++++ Source document

FROM: NATIONAL SCIENCE FOUNDATION
Boosts in productivity of corn and other crops modify Northern Hemisphere carbon dioxide cycle
Croplands help drive greater seasonal change in annual cycle
Each year in the Northern Hemisphere, levels of atmospheric carbon dioxide drop in the summer as plants "inhale," then climb again as they exhale after the growing season.
During the last 50 years, the size of this seasonal swing has increased by as much as half, for reasons that aren't fully understood.
Now a team of researchers has shown that agricultural production may generate up to a quarter of the increase in this seasonal carbon cycle, with corn playing a leading role.
"This study shows the power of modeling and data mining in addressing potential sources contributing to seasonal changes in carbon dioxide," says Liz Blood, program director for the National Science Foundation's MacroSystems Biology Program, which funded the research. "It points to the role of basic research in finding answers to complex problems."
In the Northern Hemisphere, there's a strong seasonal cycle of vegetation, says scientist Mark Friedl of Boston University (BU), senior author of a paper reporting the results in this week's issue of the journal Nature.
"Something is changing about this cycle," says Friedl. "Ecosystems are becoming more productive, pulling in more atmospheric carbon during the summer and releasing more during the dormant period."

++++++++

Update the stretch of the crop carbon report from "Now a team of" through "a leading role.", replacing "agricultural production" with "crop farming".

++++ Given information

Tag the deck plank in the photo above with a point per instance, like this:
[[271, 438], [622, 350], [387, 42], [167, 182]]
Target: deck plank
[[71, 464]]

++++++++

Exercise solution -
Now a team of researchers has shown that crop farming may generate up to a quarter of the increase in this seasonal carbon cycle, with corn playing a leading role.